# [Objetivo del ejercicio]
Reúne todas las líneas de los datos de abajo que contengan la palabra "background" y cópialas sin cambios.

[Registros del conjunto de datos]
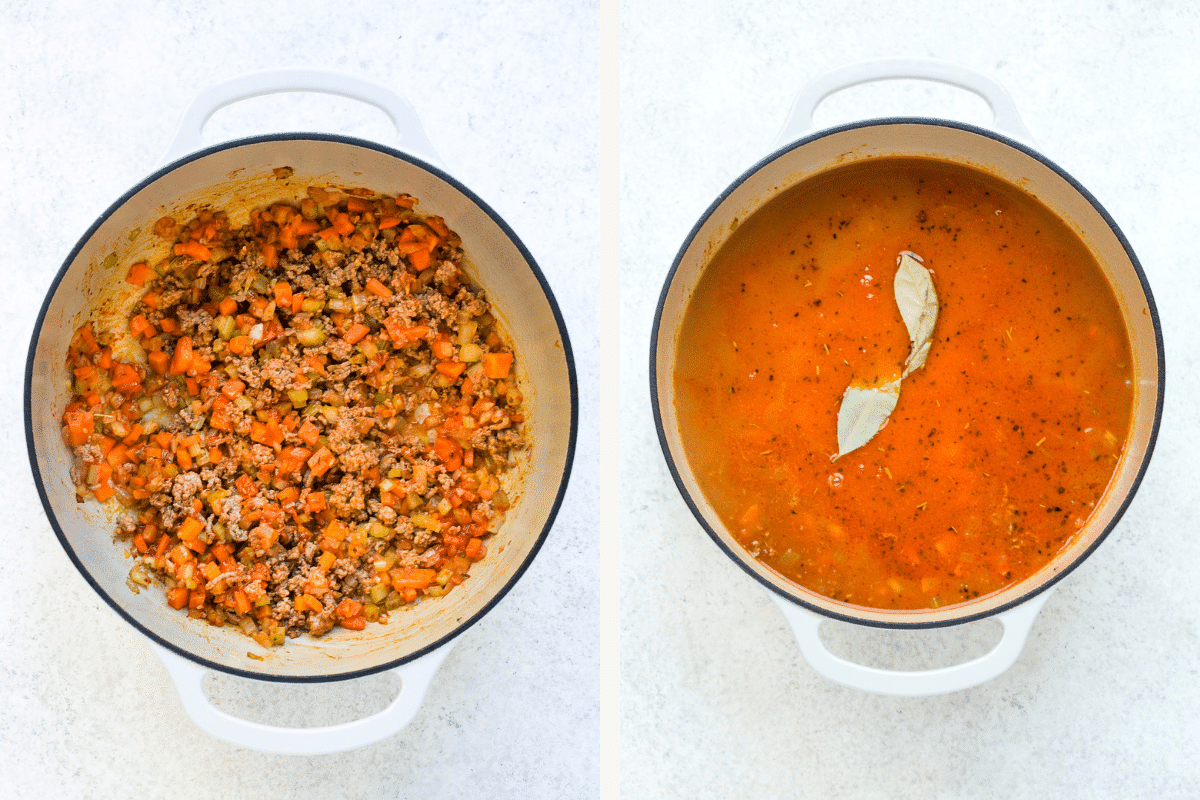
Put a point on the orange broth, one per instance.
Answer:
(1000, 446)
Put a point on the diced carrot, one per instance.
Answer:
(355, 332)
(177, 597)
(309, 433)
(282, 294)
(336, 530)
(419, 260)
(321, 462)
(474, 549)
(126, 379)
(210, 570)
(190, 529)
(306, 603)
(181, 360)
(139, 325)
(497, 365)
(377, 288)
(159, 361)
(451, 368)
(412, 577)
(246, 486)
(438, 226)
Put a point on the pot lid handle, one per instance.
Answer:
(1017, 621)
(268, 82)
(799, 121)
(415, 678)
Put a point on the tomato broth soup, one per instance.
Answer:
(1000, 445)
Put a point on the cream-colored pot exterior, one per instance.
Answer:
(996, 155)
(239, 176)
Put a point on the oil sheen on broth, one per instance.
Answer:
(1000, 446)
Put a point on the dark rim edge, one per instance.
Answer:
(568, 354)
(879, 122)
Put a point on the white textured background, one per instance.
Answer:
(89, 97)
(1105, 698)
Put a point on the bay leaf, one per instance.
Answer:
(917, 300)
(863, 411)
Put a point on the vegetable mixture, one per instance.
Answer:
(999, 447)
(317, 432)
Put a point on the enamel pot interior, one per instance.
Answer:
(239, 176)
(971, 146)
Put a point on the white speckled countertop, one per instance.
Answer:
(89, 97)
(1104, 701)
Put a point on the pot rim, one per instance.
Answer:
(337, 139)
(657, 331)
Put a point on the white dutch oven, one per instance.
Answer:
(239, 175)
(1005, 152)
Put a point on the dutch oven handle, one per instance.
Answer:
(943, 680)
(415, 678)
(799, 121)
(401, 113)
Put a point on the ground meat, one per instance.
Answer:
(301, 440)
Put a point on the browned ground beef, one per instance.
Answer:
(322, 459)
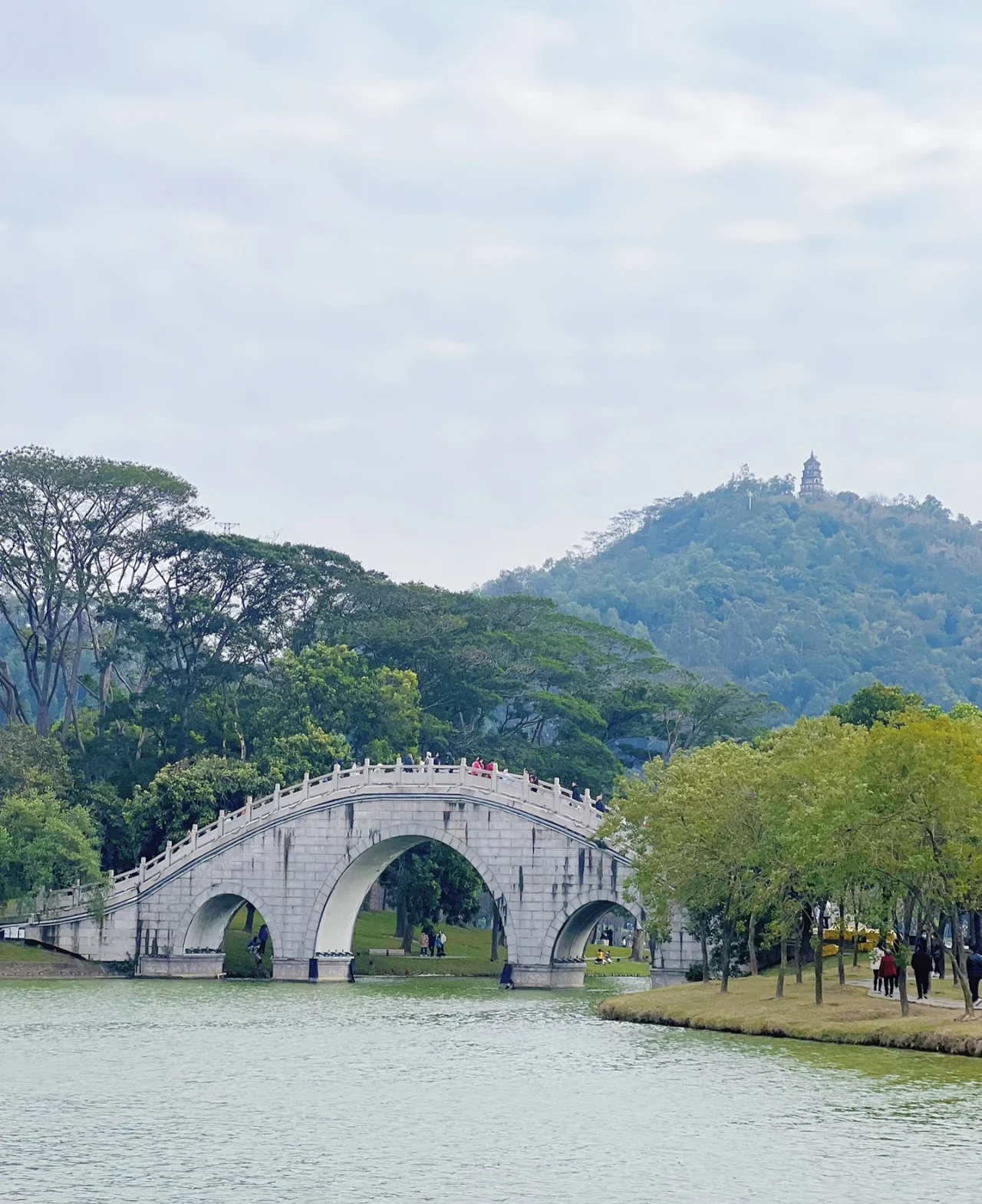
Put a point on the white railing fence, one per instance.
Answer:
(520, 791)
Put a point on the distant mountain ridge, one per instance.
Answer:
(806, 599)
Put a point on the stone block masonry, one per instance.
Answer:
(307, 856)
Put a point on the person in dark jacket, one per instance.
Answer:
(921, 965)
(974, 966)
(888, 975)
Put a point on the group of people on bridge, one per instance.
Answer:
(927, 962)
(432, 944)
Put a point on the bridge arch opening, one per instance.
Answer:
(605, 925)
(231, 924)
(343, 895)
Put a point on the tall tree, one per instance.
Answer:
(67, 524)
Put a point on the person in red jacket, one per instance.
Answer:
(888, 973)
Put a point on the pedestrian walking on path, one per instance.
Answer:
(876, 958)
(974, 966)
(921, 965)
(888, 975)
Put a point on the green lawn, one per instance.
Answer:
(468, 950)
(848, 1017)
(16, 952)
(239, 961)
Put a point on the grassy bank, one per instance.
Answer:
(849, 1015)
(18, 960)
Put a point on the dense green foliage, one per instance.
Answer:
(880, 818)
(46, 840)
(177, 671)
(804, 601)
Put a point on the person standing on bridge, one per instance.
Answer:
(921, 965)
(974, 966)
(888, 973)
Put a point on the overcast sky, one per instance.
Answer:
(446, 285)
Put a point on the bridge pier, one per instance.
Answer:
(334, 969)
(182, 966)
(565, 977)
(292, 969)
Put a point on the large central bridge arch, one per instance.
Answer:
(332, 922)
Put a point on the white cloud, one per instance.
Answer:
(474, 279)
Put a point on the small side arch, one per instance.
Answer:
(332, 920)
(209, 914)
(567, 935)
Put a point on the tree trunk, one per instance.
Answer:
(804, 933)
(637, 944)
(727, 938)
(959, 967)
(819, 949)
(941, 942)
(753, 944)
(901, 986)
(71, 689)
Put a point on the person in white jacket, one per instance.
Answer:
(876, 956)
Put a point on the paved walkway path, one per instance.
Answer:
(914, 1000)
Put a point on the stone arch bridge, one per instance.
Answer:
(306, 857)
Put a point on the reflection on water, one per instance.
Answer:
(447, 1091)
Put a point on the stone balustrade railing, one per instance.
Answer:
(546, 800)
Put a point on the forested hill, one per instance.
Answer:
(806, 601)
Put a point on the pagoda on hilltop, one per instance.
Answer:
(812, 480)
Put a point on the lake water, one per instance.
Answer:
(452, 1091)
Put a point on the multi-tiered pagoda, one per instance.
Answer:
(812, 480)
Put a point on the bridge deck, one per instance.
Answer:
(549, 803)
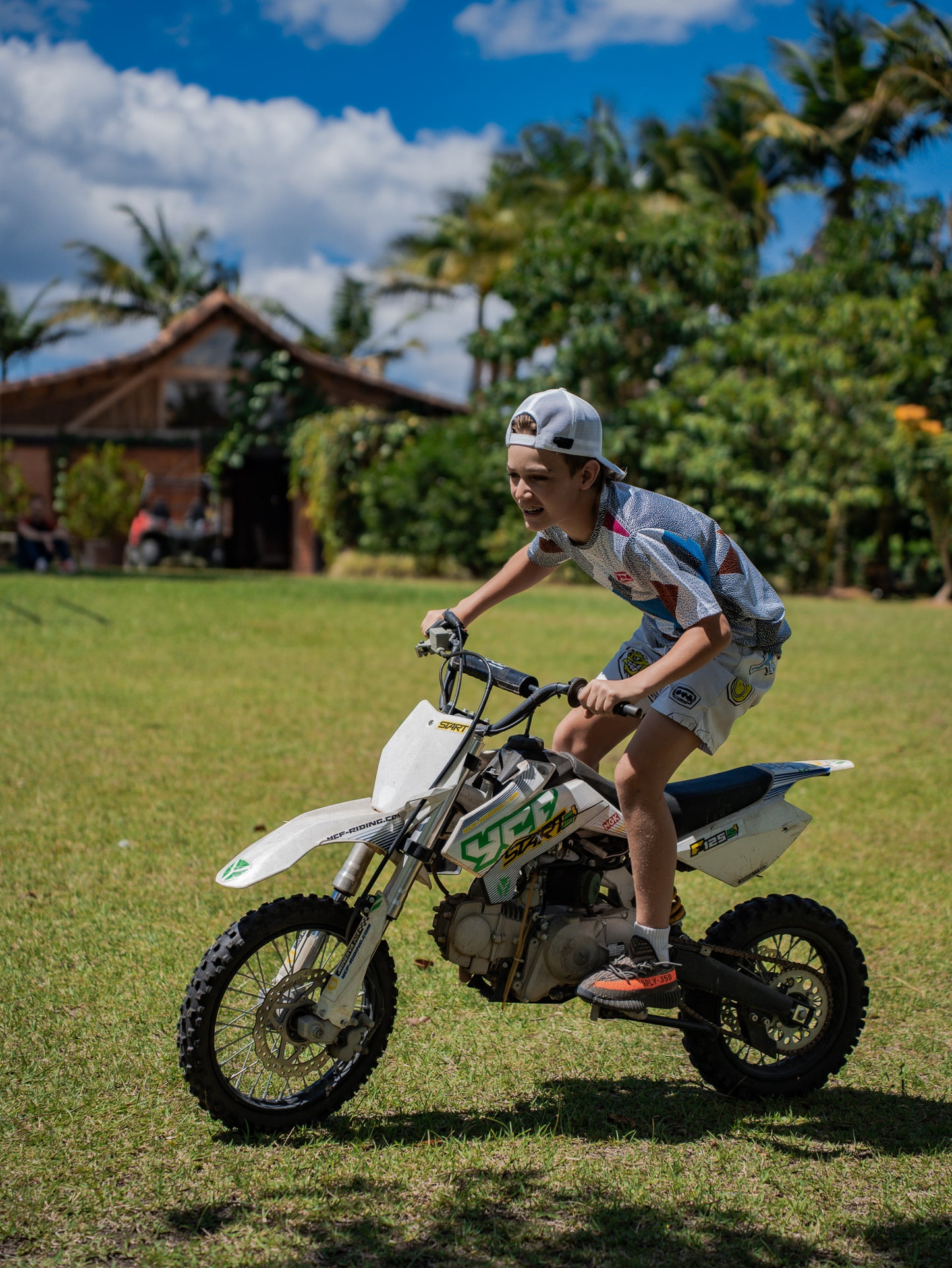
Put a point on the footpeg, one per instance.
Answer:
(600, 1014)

--

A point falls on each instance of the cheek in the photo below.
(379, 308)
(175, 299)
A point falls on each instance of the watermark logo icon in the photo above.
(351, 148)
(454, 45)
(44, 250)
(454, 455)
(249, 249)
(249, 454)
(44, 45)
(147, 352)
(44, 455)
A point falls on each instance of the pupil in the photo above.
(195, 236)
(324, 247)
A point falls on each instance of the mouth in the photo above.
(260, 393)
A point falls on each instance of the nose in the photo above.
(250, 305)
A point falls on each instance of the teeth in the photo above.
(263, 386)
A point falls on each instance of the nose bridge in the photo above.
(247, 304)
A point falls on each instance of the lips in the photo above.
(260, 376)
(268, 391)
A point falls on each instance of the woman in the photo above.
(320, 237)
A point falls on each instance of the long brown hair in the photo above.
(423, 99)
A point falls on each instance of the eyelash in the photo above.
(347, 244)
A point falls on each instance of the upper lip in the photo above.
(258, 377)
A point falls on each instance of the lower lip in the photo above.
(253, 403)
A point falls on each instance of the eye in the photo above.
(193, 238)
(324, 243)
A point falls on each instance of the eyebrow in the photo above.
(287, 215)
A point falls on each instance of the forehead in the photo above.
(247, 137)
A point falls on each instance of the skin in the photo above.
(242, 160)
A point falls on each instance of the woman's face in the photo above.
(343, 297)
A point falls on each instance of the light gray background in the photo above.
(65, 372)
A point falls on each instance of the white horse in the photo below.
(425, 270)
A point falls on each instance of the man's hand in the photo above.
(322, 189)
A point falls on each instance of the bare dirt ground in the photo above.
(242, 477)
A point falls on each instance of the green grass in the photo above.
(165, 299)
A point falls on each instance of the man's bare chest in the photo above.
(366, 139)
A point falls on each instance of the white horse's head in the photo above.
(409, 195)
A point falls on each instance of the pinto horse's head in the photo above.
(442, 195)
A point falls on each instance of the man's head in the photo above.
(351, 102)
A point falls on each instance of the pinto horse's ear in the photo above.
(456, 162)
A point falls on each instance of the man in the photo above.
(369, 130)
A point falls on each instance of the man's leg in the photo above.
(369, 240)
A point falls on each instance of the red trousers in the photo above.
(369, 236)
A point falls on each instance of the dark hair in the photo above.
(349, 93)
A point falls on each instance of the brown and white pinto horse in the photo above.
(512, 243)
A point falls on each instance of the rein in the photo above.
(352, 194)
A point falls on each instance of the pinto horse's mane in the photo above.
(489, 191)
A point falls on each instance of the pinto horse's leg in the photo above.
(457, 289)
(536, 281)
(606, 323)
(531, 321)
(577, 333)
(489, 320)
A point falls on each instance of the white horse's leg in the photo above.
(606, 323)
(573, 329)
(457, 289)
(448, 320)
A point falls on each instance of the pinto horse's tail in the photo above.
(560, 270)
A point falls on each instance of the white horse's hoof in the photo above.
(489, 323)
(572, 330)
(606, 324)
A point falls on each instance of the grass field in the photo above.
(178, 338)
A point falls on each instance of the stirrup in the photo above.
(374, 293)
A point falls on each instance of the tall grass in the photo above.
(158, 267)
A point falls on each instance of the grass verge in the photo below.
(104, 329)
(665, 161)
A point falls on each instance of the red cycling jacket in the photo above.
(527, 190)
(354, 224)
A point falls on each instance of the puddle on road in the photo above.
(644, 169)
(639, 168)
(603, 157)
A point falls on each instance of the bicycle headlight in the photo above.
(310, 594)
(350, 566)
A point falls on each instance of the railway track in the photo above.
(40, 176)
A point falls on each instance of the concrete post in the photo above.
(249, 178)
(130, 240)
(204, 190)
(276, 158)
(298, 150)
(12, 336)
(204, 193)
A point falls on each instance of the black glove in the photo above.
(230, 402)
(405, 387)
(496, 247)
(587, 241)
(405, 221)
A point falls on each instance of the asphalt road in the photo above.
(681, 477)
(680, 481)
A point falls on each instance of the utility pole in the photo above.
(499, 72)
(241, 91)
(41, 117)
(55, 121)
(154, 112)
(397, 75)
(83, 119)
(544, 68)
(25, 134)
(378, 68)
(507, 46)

# [Solución del problema]
Put a point on the white textured background, one per instance.
A point falls on each instance of the light gray background in the photo above.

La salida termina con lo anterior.